→ OBJECTIFS:
- A) Reproduisez le récit sur le Grand Colombier entre "Aussi, le 30" et "fibre maternelle exacerbée.", inclus, en y remplaçant "Lavours" par "Culoz".
- B) Recopiez à l'identique chacune des lignes des enregistrements, du premier au dernier.

QUAND LE RTFN S’ATTAQUE AU « CHALLENGE DES FOUS »

 

Dans les numéros précédents de la revue de la FFBC, j’ai eu l’occasion de vous raconter nos défis des "6phonnés du Mont Brouilly et des "fadas du Puy Mary

Pour compléter le triptyque, il nous faut encore devenir "Fêlés du Grand Colombier » !

Aussi, le 30 août 2024, c’est une délégation de 20 personnes qui quitte la Belgique pour se retrouver à l’Auberge de La Paillère   à Lavours dans l’Ain, à un jet de pierre du Grand Colombier: 17 cyclos du « Royal Team Faulx Namur » et une assistance logistique et psychologique de 3 épouses aux nerfs à toute épreuve et à la fibre maternelle exacerbée.

 

Vu le nombre, nous avons  réservé pratiquement tout l’hôtel (13 chambres tout confort); avec, pour nous seuls, une piscine, un terrain de pétanque, une table de ping pong et un énorme patio pour nos libations d’avant et d’après Vélo…bref, le pied!

Nous faisons donc connaissance avec le personnel et les barrières tombent rapidement, le vin de la région facilitant le dialogue. Tout est prêt pour que notre entreprise soit une réussite…

Pour nous mettre en jambes, la première randonnée consiste à faire un tour de 70 km autour du lac du Bourget, en passant quand même par quelques montées, soit un dénivelé positif de 963 mètres. De l’avis de tous, ce tour est somptueux avec une vue exceptionnelle sur le lac depuis le col du chat! Sous le soleil, c’est merveilleux et, pour couronner le tout, les dames nous attendent avec un pique nique dont elles ont le secret, au bord de l’eau. Que demander de plus?

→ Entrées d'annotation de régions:
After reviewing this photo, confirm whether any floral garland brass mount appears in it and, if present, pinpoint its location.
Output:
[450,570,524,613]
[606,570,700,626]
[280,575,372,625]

→ RÉPONSES FINALES:
- A)
Aussi, le 30 août 2024, c’est une délégation de 20 personnes qui quitte la Belgique pour se retrouver à l’Auberge de La Paillère   à Culoz dans l’Ain, à un jet de pierre du Grand Colombier: 17 cyclos du « Royal Team Faulx Namur » et une assistance logistique et psychologique de 3 épouses aux nerfs à toute épreuve et à la fibre maternelle exacerbée.

- B)
After reviewing this photo, confirm whether any floral garland brass mount appears in it and, if present, pinpoint its location.
Output:
[450,570,524,613]
[606,570,700,626]
[280,575,372,625]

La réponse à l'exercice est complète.